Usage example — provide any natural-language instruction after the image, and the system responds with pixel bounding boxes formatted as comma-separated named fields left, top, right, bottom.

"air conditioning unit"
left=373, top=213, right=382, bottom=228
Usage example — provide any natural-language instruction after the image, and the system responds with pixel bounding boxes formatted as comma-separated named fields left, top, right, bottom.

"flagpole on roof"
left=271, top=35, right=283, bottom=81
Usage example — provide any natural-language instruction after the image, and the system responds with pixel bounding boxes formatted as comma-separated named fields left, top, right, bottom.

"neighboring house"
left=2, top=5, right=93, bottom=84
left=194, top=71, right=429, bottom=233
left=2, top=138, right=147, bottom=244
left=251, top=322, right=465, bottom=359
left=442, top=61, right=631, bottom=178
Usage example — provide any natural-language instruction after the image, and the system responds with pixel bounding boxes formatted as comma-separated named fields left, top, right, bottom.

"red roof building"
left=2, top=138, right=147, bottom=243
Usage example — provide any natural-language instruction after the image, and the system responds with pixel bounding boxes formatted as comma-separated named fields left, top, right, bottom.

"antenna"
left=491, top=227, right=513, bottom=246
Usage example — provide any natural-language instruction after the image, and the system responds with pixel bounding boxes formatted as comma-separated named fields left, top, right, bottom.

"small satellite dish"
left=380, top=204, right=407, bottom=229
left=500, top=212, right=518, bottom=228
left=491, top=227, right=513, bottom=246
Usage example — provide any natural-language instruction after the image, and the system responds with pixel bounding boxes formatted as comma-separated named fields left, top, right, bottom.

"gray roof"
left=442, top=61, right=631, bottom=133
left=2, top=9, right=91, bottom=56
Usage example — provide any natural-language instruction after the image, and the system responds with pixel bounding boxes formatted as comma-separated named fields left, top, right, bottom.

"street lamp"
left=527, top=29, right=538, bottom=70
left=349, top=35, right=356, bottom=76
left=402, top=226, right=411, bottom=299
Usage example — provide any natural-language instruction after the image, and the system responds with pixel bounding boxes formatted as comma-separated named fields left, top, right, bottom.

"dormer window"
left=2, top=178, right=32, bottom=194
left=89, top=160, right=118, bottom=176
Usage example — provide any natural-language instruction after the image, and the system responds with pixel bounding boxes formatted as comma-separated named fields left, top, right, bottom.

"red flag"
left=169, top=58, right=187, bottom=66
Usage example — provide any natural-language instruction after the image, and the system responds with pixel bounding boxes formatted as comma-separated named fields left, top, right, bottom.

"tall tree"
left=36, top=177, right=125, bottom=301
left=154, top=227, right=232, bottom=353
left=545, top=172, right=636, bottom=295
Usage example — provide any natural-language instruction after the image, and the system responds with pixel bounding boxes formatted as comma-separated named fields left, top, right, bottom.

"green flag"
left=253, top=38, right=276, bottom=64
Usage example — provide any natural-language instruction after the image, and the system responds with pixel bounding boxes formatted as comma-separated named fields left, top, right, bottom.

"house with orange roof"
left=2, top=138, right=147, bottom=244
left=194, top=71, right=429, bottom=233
==================================================
| INSTRUCTIONS FOR THE TASK |
How many lines in the records above contain the string "roof", with case counting? Give only the number.

| COMPLETE ANSWER |
4